Reading passage
——————

Ironically, despite the completely opposite intentions, the third album of this series, although wanting to continue the discourse started in 1997 with the vigorous electric jazz, revolving around sax and guitar, of "Roue Libre" and continued in '99 with the swirling winds and keyboards of "Extra-Lucide", ends up markedly diverging from its impetuous older siblings, offering sweet and velvety progressive jazz, with a calm and romantic personality and an enviable evocative power, which, without even trying, strongly recalls the enchanted atmospheres oozing from the splendid canvases of Master Bouguereau, who had passed exactly a century before the release of this "Soleil 12", live of class 2005 and predecessor of that "Axe du Fou", published this year, which continues to explore the extraordinary properties of the solo violin, albeit with an almost completely renewed lineup.
It is thus the bow of Frédéric Nore that, waved like a magic wand, opens a path through idyllic realities where the violin and winds describe fantastic flights above the clouds, dispelled by the sunny dances of Stanislas De Nussac's saxophone ("Soleil 12"), which, unfolding between laudatory soliloquies of keyboard, alto sax, and drums, invents enchanted scenographies in constant change, in which the whimsical and jovial sounds of the ensemble initially enjoy impersonating caressing and languid whispers, only to then transform into overwhelming assaults, emphasized by the relentless rhythm of Kengo Mochizuki's bass ("Pievre à la Pluie"). Keyboardist Igor Brover, for his part, lays melodic carpets of a candid sacred aura, on which gently rests the ever-present and elegant violin, which, in contact with the stormy drums of Patrick, begins to swirl vortex-like ("Éclipse"), leaving Denis Guivarch's alto sax and Sylvain Gontard's trumpet to play outdoors, picking daisies and exchanging garlands of flowers, always under the watchful eye of Sylvain Ducloux's gentle guitar arpeggios, who, when the time is right, decides to support his companions more energetically, reuniting them with the other instruments and carrying this mammoth composition (35 min.) to its intricate and iridescent conclusion ("Coup de Théâtre").

——————

What you need to do
List every album title that the album review names. The records that come next have nothing to do with this album review.

Extracted information

——————

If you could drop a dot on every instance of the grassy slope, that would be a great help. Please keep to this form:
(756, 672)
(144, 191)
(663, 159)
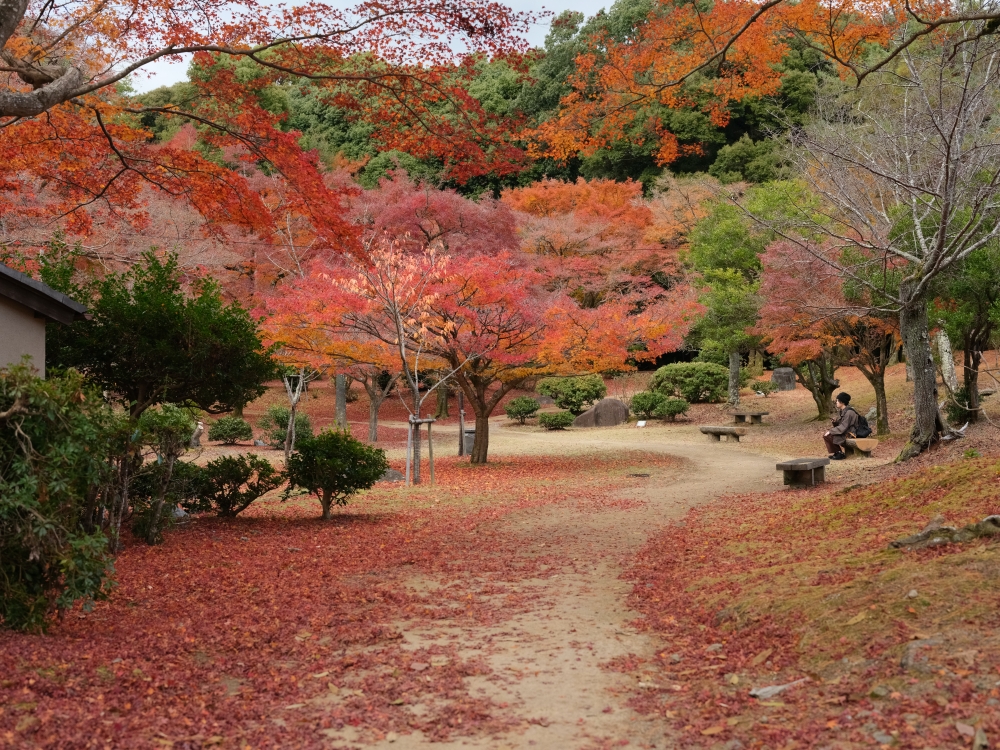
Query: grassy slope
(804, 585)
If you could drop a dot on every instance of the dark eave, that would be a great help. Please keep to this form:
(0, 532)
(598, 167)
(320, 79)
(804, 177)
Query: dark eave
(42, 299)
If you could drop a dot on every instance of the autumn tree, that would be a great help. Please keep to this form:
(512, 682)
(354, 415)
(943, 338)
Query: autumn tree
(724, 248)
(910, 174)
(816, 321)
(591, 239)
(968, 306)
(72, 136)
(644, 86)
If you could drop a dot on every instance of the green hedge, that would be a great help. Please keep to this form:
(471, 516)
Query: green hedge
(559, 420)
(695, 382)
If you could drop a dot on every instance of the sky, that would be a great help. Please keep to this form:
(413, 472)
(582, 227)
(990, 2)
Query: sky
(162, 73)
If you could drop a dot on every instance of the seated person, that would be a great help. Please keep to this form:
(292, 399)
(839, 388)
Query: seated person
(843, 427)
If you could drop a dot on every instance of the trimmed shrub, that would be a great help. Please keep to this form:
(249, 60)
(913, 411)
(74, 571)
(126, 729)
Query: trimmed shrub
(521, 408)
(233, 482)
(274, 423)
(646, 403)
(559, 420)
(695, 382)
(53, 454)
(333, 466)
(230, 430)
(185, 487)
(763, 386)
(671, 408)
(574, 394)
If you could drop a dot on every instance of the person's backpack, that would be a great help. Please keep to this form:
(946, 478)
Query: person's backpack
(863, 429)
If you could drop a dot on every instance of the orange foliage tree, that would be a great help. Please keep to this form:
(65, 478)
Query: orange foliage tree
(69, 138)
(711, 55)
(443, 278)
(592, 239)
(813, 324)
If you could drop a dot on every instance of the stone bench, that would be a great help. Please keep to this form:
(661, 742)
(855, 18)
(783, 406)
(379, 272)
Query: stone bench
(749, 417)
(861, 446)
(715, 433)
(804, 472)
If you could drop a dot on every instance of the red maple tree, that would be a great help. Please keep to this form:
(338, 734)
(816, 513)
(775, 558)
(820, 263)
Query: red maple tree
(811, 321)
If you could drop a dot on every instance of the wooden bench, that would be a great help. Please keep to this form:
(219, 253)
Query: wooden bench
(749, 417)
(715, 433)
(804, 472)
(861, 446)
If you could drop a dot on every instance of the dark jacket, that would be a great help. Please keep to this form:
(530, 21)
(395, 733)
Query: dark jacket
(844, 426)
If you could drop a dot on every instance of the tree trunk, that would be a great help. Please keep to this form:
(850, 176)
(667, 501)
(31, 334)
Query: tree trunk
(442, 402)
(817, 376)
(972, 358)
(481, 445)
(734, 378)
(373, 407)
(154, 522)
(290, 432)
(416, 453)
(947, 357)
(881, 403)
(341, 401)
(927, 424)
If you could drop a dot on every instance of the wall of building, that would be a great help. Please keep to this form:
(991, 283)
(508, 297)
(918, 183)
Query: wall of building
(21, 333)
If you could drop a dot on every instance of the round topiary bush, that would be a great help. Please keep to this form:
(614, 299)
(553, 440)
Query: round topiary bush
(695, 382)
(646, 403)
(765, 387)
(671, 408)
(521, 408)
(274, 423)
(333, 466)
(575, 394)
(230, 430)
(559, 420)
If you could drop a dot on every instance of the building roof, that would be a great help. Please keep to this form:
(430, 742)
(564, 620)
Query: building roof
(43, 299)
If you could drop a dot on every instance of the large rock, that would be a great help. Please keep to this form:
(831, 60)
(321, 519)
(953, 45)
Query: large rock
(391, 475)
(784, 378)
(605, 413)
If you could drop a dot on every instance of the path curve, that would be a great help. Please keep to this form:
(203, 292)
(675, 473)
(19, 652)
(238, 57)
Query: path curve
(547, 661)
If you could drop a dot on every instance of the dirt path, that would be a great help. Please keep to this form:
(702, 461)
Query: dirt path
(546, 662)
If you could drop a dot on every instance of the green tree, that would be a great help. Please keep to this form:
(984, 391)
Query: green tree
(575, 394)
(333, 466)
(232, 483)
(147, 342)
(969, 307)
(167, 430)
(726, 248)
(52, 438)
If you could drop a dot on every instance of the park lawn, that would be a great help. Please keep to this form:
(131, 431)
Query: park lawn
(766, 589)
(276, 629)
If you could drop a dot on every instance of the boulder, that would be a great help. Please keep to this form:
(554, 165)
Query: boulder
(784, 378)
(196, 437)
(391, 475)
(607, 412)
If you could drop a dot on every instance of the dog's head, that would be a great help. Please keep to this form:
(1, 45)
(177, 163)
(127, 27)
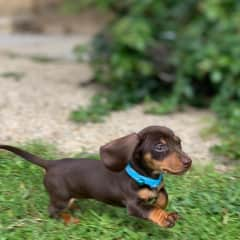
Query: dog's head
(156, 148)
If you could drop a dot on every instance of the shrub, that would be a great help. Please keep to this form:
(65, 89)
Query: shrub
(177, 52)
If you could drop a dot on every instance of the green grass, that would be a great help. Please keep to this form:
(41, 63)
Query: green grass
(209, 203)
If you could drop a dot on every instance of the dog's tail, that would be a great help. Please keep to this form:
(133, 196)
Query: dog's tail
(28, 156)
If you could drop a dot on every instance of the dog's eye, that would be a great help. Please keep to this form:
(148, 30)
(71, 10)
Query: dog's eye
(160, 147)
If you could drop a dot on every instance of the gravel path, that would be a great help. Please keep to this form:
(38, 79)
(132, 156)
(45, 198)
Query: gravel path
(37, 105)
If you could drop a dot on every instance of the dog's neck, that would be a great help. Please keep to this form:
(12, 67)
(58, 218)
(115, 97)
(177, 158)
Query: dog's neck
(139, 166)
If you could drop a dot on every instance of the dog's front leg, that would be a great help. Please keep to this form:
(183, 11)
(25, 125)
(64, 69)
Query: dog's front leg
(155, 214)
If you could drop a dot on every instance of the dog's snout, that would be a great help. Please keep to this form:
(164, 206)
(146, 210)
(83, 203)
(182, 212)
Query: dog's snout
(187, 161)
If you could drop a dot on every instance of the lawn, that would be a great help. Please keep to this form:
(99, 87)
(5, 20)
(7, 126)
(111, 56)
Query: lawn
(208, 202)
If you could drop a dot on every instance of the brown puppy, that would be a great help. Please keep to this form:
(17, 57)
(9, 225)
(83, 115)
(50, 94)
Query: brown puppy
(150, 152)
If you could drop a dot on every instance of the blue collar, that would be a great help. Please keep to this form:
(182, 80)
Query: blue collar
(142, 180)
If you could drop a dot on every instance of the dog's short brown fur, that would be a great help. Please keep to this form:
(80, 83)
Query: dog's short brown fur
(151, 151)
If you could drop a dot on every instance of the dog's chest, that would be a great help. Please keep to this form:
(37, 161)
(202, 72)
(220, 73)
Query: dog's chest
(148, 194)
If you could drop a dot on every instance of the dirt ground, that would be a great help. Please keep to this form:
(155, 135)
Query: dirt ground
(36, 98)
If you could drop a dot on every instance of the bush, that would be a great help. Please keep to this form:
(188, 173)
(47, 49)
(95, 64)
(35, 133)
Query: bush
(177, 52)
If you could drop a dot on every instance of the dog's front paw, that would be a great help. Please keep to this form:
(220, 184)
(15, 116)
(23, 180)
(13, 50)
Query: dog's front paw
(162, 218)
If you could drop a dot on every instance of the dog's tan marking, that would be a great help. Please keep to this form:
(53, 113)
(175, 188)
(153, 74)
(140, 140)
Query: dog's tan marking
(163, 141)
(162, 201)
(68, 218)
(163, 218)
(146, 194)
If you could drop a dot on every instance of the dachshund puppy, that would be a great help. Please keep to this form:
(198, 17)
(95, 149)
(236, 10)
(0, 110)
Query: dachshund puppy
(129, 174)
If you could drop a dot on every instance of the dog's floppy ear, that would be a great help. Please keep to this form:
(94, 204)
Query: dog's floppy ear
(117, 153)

——————

Task result
- "Roue Libre"
- "Extra-Lucide"
- "Soleil 12"
- "Axe du Fou"